## Dataset content
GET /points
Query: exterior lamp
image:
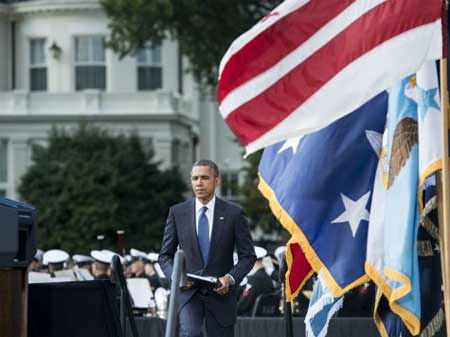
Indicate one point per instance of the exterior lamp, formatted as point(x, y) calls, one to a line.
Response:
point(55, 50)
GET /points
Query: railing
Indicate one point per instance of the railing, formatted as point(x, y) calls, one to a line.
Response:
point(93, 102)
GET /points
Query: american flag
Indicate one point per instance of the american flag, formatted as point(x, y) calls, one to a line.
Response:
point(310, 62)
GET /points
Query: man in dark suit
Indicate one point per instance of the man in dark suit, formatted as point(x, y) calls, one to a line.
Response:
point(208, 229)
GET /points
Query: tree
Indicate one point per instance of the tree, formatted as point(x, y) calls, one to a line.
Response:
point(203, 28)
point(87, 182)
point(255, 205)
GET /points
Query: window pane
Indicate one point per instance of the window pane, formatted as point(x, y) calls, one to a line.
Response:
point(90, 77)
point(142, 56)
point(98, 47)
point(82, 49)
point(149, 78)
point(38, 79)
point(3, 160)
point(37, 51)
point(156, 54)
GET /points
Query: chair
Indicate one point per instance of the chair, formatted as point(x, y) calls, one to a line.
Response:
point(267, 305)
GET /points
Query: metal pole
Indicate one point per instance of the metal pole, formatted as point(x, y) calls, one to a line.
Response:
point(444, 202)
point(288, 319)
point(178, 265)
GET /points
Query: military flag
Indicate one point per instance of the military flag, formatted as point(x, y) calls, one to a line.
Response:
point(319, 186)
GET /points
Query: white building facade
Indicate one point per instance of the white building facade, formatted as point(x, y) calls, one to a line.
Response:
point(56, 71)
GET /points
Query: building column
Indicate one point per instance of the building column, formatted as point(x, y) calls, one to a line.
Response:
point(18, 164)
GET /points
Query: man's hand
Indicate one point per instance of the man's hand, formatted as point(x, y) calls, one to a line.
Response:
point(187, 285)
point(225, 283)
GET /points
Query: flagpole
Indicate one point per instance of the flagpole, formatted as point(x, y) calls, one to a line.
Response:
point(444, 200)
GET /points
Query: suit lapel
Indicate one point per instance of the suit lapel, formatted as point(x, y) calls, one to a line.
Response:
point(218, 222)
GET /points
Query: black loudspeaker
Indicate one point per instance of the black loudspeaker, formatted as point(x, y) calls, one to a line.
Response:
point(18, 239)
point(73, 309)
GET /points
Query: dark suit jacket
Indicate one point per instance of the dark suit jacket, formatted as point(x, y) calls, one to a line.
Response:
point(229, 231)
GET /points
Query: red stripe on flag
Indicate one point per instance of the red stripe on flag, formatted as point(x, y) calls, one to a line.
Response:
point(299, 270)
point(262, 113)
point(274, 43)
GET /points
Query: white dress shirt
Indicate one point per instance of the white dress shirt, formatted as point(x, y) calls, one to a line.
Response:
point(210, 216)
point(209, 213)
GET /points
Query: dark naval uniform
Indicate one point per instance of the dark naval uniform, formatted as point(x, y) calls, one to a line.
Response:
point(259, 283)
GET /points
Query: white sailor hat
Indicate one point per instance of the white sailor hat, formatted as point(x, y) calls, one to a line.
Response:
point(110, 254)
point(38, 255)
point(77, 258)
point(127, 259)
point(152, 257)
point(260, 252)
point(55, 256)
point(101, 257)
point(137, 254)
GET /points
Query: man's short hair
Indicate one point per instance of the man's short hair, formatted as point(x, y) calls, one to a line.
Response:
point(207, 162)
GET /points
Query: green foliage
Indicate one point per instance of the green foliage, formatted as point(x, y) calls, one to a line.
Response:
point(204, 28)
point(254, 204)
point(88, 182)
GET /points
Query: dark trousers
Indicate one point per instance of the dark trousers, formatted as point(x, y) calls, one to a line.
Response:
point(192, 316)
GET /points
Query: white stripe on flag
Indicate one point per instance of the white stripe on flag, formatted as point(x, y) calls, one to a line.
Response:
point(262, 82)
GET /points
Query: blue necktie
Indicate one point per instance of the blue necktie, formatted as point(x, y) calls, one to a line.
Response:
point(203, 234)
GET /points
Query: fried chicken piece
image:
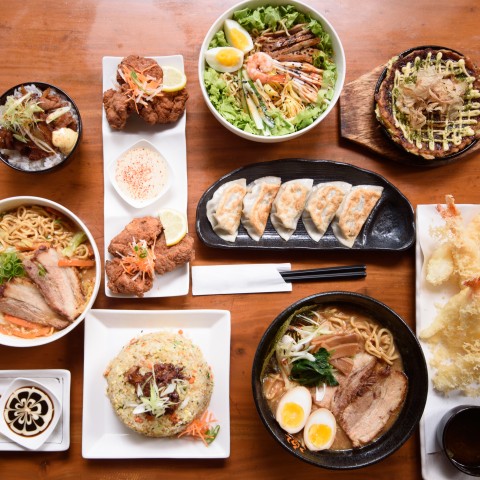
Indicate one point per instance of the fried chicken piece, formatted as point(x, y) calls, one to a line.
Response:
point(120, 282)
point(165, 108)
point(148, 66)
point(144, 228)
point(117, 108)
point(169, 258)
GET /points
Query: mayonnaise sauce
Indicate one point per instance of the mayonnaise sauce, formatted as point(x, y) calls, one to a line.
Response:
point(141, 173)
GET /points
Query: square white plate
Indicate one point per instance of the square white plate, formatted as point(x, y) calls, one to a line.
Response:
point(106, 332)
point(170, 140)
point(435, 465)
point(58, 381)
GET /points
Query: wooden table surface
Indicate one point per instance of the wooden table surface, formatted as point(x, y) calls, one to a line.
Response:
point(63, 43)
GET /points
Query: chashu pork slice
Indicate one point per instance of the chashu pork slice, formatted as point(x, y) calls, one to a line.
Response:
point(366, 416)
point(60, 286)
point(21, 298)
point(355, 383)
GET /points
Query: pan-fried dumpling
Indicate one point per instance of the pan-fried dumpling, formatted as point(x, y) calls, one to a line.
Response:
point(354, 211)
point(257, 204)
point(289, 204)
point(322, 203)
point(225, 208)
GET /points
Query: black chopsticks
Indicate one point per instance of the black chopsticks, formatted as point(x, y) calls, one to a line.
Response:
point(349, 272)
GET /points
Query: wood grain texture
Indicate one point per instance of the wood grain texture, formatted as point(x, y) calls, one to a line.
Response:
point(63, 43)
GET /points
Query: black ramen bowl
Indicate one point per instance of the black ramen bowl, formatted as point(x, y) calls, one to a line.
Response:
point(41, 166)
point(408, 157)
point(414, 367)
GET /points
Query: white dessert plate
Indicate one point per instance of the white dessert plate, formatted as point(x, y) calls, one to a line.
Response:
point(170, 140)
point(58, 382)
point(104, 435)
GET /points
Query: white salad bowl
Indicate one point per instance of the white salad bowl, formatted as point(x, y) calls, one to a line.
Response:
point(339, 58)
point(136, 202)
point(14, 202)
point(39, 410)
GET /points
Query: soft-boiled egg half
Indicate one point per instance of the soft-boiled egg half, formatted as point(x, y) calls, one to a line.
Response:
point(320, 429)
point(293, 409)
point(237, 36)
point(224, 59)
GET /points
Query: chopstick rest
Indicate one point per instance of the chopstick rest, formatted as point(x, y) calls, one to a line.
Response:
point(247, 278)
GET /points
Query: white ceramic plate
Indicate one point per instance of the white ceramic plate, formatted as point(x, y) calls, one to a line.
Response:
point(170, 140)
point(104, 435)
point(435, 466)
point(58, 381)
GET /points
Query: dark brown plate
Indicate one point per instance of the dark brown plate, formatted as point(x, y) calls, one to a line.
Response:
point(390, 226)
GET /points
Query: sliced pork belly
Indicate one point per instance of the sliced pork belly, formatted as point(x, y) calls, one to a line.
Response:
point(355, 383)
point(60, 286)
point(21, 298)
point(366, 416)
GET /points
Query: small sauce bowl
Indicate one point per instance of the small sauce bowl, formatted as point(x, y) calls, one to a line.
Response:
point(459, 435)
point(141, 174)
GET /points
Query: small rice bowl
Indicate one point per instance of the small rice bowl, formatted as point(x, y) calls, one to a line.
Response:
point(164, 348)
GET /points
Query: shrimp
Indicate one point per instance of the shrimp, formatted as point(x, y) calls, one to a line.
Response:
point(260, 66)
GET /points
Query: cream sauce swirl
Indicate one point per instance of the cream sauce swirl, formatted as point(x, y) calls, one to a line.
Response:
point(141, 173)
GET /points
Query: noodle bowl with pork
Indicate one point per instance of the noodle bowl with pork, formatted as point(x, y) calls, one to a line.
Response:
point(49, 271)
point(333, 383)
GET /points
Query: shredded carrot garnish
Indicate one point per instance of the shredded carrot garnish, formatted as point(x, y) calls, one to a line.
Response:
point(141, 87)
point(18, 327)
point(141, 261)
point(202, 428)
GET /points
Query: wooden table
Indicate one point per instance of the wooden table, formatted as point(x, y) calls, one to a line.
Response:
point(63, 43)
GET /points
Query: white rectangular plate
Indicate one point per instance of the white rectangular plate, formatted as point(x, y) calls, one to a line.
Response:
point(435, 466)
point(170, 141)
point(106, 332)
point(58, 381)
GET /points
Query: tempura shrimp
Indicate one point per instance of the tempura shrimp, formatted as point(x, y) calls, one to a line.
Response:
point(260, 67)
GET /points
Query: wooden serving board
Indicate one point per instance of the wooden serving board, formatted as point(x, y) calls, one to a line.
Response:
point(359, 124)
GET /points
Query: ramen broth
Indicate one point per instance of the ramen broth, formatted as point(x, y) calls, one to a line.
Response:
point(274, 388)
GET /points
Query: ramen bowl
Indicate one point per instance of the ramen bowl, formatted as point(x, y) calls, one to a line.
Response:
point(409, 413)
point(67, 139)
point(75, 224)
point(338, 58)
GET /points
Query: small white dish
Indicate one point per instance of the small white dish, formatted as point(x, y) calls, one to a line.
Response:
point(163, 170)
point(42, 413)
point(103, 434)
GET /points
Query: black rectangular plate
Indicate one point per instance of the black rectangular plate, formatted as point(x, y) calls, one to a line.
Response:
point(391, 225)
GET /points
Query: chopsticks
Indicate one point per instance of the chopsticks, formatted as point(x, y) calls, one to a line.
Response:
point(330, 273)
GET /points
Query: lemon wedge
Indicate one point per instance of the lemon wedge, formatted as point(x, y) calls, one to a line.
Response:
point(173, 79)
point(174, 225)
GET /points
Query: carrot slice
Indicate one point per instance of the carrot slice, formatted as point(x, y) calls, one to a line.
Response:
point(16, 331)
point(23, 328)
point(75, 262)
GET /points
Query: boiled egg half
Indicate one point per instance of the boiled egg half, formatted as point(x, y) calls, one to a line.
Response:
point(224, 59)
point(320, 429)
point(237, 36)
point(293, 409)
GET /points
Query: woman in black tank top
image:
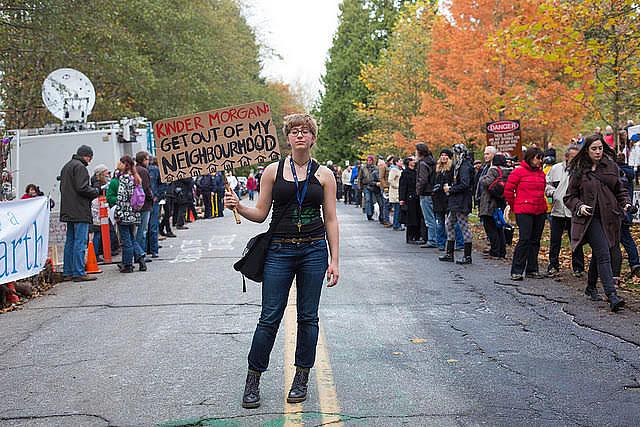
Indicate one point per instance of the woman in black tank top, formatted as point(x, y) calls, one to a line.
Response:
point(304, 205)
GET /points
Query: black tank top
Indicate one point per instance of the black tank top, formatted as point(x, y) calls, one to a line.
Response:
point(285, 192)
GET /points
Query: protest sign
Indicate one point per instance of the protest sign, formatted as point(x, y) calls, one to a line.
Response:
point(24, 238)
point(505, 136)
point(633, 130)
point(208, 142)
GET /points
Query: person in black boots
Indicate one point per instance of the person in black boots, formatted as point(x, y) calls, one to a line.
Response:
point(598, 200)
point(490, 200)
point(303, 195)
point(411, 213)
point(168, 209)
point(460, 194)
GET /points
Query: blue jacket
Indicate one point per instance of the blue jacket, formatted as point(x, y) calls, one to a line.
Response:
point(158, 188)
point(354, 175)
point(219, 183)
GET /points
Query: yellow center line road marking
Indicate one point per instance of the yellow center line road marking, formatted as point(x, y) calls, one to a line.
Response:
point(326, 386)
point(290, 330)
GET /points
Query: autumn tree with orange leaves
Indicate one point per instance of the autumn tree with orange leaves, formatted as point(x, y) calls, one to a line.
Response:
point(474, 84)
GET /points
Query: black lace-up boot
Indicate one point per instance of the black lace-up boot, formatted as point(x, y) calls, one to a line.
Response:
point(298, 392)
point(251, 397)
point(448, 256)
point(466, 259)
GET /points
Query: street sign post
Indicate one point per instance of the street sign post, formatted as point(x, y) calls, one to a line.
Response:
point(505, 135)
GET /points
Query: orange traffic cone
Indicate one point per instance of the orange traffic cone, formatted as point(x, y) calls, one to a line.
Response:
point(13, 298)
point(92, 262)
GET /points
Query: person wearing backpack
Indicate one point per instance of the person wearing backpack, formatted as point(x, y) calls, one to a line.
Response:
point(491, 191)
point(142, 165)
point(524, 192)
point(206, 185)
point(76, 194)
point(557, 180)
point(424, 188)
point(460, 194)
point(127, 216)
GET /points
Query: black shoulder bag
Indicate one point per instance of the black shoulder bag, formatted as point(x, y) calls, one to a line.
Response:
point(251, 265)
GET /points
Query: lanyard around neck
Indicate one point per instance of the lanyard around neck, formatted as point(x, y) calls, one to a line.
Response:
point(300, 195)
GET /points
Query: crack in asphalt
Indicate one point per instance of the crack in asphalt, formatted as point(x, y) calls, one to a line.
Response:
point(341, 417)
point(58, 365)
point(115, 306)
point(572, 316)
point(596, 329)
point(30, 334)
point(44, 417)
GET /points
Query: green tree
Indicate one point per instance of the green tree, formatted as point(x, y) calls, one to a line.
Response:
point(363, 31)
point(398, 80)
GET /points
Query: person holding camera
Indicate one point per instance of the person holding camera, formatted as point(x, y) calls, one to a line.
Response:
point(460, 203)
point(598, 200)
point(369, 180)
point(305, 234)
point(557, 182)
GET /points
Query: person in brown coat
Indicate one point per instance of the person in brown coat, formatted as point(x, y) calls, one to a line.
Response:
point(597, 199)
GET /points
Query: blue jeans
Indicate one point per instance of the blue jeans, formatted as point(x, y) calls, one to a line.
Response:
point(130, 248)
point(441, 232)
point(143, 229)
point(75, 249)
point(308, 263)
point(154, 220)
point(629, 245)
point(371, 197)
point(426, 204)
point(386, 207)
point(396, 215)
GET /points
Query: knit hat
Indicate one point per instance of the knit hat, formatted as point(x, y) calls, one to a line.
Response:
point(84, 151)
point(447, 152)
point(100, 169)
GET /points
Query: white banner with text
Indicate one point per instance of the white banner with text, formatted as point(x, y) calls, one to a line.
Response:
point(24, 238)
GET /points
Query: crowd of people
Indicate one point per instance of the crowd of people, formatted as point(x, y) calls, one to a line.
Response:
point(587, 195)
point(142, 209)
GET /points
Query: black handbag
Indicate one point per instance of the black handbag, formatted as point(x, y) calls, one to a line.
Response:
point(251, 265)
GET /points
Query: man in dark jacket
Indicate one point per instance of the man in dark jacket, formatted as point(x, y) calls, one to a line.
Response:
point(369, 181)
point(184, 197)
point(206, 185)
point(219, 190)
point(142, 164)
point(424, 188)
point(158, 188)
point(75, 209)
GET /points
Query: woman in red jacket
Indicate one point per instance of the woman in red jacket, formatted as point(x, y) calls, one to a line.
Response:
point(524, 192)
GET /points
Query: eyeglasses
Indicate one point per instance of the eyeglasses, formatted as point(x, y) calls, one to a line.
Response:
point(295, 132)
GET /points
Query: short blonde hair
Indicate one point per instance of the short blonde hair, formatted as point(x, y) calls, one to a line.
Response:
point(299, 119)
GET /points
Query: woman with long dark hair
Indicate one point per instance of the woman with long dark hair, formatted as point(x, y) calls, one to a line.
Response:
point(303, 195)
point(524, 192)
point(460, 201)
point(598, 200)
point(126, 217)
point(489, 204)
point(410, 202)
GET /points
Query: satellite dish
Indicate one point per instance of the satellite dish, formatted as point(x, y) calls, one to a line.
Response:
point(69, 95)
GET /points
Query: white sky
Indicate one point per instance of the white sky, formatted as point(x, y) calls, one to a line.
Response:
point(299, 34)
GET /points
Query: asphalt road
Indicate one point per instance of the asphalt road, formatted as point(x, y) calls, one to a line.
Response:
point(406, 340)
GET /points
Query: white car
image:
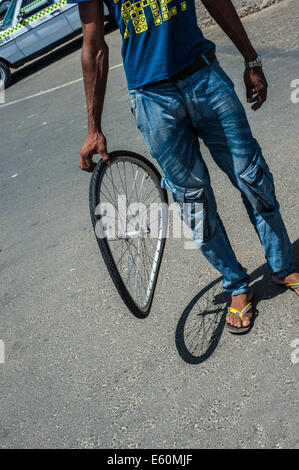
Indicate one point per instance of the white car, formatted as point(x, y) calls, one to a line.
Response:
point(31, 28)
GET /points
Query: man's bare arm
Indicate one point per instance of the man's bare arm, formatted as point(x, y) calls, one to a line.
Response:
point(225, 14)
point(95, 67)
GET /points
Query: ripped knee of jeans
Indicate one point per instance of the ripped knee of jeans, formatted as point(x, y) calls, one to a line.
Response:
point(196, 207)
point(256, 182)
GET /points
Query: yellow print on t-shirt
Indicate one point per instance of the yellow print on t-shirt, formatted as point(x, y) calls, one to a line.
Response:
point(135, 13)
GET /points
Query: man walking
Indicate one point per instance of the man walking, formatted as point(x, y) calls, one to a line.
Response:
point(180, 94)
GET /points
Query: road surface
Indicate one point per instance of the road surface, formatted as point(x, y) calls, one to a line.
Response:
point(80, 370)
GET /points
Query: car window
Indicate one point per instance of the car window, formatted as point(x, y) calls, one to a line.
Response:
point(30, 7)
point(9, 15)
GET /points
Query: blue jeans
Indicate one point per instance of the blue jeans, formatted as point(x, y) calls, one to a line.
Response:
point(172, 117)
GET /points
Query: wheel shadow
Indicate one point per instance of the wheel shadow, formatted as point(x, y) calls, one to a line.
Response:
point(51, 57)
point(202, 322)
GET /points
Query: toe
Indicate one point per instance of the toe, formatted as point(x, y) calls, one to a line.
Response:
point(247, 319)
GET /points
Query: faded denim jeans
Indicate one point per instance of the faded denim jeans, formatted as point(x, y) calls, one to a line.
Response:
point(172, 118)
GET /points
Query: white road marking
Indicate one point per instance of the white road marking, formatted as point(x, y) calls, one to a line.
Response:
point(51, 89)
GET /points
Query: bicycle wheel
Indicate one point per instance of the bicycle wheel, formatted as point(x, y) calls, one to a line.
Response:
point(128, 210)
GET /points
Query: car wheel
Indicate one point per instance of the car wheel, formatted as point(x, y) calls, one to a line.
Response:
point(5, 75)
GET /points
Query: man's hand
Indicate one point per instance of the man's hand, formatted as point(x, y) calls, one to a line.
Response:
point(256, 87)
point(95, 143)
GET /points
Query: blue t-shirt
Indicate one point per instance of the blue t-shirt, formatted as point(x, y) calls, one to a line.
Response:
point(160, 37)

## Exercise goal
Exactly as written, repeat the lines of the material above from the first through the line holding "Query: tree", with both ends in the copy and no pictures.

## Answer box
GET /points
Query: exterior lamp
image:
Indicate one point per instance of the exterior lamp, formatted as point(x, y) calls, one to a line.
Response:
point(55, 50)
GET /points
Query: railing
Indicate one point per instance of the railing, formatted as point(x, y) calls, one to a line.
Response:
point(93, 102)
GET /points
Query: american flag
Indicate one point per instance of the american flag, formatted as point(x, y) calls, one to a line.
Response:
point(310, 62)
GET /points
Query: man in dark suit
Indicate one point per instance of the man in dark suit, formatted as point(x, y) calls, one to a line.
Response:
point(208, 229)
GET /points
Query: tree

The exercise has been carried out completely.